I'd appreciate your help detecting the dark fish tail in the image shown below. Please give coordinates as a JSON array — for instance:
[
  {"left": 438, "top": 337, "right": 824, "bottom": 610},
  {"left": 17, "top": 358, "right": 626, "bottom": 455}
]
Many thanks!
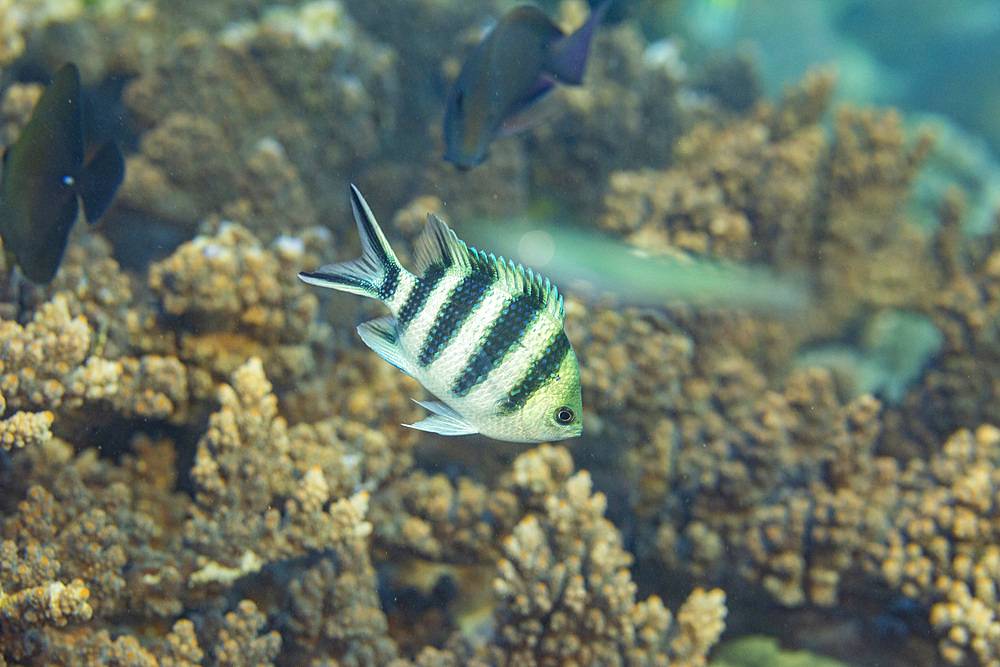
[
  {"left": 78, "top": 141, "right": 125, "bottom": 223},
  {"left": 545, "top": 0, "right": 614, "bottom": 85},
  {"left": 299, "top": 184, "right": 401, "bottom": 301}
]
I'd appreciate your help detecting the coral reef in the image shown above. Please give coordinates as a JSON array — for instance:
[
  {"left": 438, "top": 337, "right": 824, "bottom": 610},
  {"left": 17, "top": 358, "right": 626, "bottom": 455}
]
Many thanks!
[{"left": 0, "top": 0, "right": 1000, "bottom": 667}]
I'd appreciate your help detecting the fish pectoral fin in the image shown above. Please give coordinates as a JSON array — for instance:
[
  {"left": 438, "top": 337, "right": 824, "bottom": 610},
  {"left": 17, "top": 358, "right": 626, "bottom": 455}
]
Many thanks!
[
  {"left": 403, "top": 399, "right": 479, "bottom": 435},
  {"left": 358, "top": 315, "right": 413, "bottom": 377}
]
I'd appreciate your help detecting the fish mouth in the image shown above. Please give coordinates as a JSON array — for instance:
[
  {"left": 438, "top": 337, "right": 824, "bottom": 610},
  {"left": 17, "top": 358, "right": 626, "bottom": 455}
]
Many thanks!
[{"left": 441, "top": 151, "right": 488, "bottom": 172}]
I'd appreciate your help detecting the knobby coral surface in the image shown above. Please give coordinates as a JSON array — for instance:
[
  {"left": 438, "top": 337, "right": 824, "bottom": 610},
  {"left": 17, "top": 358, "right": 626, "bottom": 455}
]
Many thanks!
[{"left": 0, "top": 0, "right": 1000, "bottom": 667}]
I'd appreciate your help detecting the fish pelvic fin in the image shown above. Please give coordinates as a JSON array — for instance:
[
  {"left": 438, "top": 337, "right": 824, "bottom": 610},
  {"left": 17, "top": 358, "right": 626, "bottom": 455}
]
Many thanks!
[
  {"left": 299, "top": 183, "right": 402, "bottom": 301},
  {"left": 544, "top": 0, "right": 614, "bottom": 86},
  {"left": 403, "top": 399, "right": 479, "bottom": 435}
]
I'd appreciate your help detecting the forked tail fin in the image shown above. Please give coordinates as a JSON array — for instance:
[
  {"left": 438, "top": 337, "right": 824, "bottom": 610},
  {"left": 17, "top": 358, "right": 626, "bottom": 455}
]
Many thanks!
[{"left": 299, "top": 183, "right": 400, "bottom": 301}]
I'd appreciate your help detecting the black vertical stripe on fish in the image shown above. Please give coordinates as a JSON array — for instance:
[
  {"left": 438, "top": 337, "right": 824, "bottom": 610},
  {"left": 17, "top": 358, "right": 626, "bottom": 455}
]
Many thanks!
[
  {"left": 378, "top": 263, "right": 399, "bottom": 301},
  {"left": 451, "top": 291, "right": 543, "bottom": 396},
  {"left": 396, "top": 264, "right": 445, "bottom": 331},
  {"left": 418, "top": 274, "right": 492, "bottom": 366},
  {"left": 499, "top": 331, "right": 571, "bottom": 414}
]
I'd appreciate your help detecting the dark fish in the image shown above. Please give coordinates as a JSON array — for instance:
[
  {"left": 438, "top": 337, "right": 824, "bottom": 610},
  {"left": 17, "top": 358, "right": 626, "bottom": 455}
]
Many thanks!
[
  {"left": 444, "top": 0, "right": 612, "bottom": 169},
  {"left": 0, "top": 63, "right": 125, "bottom": 283}
]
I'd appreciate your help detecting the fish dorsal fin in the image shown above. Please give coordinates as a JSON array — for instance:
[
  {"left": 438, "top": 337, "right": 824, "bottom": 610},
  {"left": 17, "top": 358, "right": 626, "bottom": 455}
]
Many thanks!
[
  {"left": 413, "top": 213, "right": 470, "bottom": 276},
  {"left": 414, "top": 213, "right": 564, "bottom": 322}
]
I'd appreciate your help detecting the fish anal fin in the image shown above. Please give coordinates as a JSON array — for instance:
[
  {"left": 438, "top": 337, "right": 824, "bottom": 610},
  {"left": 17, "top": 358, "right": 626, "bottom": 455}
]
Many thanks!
[
  {"left": 358, "top": 315, "right": 412, "bottom": 375},
  {"left": 403, "top": 399, "right": 479, "bottom": 435}
]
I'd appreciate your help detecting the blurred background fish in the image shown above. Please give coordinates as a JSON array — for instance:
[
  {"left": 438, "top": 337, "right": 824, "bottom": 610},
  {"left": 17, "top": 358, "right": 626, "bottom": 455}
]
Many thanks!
[
  {"left": 465, "top": 219, "right": 813, "bottom": 315},
  {"left": 0, "top": 63, "right": 125, "bottom": 283},
  {"left": 444, "top": 0, "right": 612, "bottom": 169}
]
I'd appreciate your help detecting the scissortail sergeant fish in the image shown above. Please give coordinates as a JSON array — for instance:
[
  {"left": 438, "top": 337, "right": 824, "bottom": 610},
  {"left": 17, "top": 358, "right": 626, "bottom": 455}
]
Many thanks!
[{"left": 299, "top": 185, "right": 583, "bottom": 442}]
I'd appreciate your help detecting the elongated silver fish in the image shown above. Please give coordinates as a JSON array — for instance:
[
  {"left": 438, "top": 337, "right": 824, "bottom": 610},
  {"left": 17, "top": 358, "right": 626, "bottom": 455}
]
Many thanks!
[{"left": 299, "top": 185, "right": 583, "bottom": 442}]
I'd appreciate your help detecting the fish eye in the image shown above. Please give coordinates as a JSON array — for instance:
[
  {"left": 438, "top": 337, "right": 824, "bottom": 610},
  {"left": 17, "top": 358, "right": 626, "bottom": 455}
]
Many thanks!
[{"left": 556, "top": 405, "right": 576, "bottom": 425}]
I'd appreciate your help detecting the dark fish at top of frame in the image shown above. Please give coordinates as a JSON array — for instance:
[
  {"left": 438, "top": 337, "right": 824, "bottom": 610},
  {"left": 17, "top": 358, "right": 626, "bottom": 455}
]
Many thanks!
[
  {"left": 444, "top": 0, "right": 612, "bottom": 169},
  {"left": 0, "top": 63, "right": 125, "bottom": 283}
]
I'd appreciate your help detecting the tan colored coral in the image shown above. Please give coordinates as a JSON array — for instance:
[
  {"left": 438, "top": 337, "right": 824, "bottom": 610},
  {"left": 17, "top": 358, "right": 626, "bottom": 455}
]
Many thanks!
[
  {"left": 482, "top": 471, "right": 725, "bottom": 665},
  {"left": 214, "top": 600, "right": 281, "bottom": 667},
  {"left": 0, "top": 410, "right": 54, "bottom": 451}
]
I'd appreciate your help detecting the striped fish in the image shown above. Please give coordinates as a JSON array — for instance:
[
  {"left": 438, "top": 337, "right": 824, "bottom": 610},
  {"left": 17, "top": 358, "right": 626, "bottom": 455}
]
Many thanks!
[{"left": 299, "top": 185, "right": 583, "bottom": 442}]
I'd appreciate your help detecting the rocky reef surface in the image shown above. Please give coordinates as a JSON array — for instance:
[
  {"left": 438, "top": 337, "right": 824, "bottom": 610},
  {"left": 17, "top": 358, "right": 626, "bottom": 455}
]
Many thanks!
[{"left": 0, "top": 0, "right": 1000, "bottom": 667}]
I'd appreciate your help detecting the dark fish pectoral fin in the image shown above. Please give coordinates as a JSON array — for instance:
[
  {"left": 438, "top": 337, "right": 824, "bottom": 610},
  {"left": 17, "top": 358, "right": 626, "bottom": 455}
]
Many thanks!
[
  {"left": 78, "top": 141, "right": 125, "bottom": 223},
  {"left": 17, "top": 195, "right": 80, "bottom": 284},
  {"left": 545, "top": 0, "right": 614, "bottom": 85}
]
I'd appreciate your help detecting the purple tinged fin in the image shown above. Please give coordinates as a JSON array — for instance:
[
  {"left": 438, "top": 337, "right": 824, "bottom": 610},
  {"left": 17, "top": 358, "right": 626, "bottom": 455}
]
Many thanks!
[
  {"left": 545, "top": 0, "right": 614, "bottom": 86},
  {"left": 500, "top": 74, "right": 556, "bottom": 136}
]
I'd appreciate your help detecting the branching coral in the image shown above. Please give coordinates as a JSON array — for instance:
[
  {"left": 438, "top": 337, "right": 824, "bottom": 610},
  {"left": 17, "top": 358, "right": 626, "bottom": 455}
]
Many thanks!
[
  {"left": 149, "top": 224, "right": 319, "bottom": 386},
  {"left": 600, "top": 73, "right": 937, "bottom": 332},
  {"left": 185, "top": 359, "right": 371, "bottom": 569},
  {"left": 483, "top": 464, "right": 726, "bottom": 665}
]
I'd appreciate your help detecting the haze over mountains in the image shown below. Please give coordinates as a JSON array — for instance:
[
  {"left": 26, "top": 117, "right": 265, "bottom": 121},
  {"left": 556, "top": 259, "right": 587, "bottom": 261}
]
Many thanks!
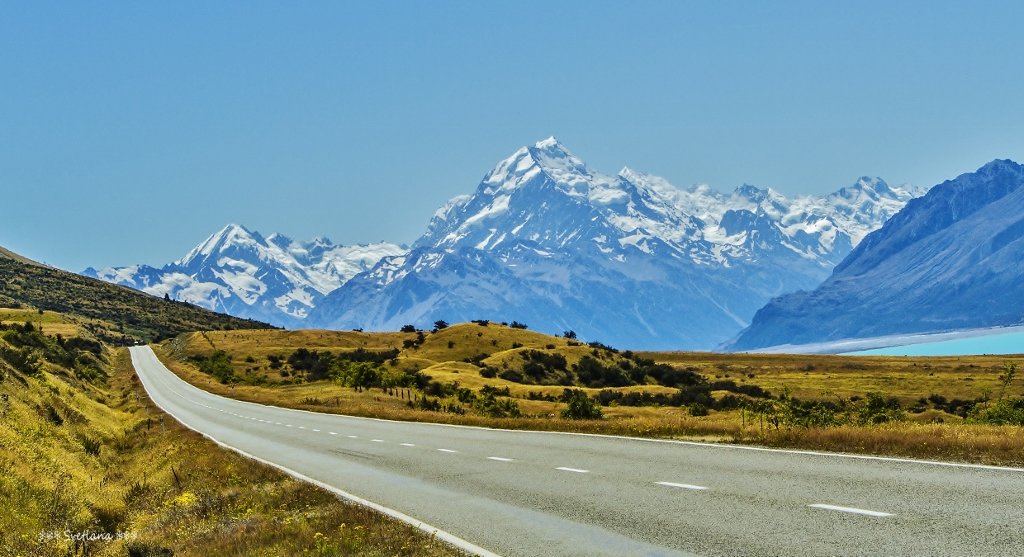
⁂
**Work to complete:** Copy the listing from the line containing "I'd appreciate your help detecting the purple" through the end of the listing, changing every "coordinates" to "box positions" and keeping everything else identical. Omit the pictures from your answer.

**Output for this exercise:**
I'd appreciate your help detecting the purple tinged fin in the image shown above. Please give box positions as a JSON array — for instance:
[
  {"left": 438, "top": 337, "right": 824, "bottom": 610},
  {"left": 17, "top": 358, "right": 626, "bottom": 455}
]
Many thanks!
[
  {"left": 545, "top": 0, "right": 614, "bottom": 86},
  {"left": 500, "top": 74, "right": 556, "bottom": 136}
]
I'd appreciate your help detecting the branching coral in the image shown above. Please give box positions as a JSON array — for instance:
[
  {"left": 438, "top": 337, "right": 824, "bottom": 610},
  {"left": 17, "top": 358, "right": 626, "bottom": 455}
]
Many thanks!
[
  {"left": 149, "top": 224, "right": 319, "bottom": 386},
  {"left": 600, "top": 73, "right": 937, "bottom": 332},
  {"left": 185, "top": 359, "right": 371, "bottom": 569},
  {"left": 483, "top": 464, "right": 726, "bottom": 665}
]
I'd appreciate your help detecting the haze over mountains in the image shown below. Please give box positions as a JSON array — for instance:
[
  {"left": 26, "top": 117, "right": 265, "bottom": 121},
  {"left": 556, "top": 259, "right": 587, "bottom": 261}
]
Many thanks!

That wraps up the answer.